WHAT THE TASK ASKS:
State how many lines in the material below contain the string "nose", treating uppercase and lowercase letters as distinct. Respond with the number alone.

DATASET ENTRIES:
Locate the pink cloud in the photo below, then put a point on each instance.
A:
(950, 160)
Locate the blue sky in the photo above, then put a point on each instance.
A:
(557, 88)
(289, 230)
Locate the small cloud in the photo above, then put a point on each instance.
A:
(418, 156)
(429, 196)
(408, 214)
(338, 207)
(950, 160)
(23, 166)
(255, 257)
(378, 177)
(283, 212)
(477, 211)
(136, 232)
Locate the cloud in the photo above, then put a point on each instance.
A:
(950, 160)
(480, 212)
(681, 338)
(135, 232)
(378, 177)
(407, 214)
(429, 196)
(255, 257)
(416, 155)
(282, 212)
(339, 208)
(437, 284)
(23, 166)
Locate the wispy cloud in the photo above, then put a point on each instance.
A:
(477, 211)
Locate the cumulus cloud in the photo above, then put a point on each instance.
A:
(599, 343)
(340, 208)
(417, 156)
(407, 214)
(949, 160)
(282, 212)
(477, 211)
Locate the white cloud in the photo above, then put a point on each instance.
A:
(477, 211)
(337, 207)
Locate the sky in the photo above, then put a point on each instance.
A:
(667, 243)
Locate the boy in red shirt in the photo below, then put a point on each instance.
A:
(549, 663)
==
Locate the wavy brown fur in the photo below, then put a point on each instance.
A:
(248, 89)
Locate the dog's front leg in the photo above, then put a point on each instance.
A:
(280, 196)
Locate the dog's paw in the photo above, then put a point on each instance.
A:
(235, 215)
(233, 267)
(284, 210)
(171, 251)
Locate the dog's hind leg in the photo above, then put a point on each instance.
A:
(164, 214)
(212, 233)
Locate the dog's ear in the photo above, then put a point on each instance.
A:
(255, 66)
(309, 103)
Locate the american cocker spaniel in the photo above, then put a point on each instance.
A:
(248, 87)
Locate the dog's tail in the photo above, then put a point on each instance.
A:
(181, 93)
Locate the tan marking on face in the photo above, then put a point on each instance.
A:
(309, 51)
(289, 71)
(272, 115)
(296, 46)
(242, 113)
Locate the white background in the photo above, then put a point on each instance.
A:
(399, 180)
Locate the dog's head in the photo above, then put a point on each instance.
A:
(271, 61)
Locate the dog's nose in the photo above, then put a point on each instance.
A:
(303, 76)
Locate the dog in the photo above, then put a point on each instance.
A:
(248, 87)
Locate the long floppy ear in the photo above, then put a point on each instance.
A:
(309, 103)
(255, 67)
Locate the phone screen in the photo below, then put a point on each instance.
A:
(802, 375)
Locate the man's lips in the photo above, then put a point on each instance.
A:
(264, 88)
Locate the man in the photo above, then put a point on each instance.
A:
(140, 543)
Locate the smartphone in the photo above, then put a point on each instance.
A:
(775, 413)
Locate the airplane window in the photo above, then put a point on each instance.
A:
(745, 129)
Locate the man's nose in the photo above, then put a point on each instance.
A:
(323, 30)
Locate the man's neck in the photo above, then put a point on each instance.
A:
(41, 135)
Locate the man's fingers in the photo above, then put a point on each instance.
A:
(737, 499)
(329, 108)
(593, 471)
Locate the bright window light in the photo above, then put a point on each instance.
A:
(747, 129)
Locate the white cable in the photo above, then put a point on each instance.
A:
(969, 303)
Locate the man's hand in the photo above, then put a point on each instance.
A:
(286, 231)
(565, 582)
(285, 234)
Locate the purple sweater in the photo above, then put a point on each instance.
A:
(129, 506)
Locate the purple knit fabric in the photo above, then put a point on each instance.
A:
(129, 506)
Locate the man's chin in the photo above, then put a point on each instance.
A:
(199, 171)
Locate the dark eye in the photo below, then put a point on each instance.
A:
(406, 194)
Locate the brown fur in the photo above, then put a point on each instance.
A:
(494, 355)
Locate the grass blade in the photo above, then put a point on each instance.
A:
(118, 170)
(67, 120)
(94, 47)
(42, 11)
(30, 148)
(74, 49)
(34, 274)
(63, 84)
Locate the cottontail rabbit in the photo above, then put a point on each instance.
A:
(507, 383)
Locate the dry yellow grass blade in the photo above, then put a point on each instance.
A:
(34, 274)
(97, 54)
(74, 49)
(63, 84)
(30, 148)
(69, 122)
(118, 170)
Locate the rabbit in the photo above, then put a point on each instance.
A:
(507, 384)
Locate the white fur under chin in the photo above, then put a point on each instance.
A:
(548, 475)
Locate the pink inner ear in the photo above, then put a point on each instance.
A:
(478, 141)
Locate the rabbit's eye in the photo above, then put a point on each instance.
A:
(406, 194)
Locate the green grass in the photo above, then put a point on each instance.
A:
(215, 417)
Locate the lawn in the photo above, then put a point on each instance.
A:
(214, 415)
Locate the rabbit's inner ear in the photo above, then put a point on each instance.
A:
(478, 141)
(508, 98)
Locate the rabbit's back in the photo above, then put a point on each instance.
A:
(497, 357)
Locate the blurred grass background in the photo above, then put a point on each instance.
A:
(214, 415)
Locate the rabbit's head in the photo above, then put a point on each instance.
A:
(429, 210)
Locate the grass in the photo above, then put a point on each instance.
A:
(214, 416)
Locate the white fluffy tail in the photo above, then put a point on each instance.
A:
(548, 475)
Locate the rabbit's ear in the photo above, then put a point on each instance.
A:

OUTPUT FOR THIS TASK:
2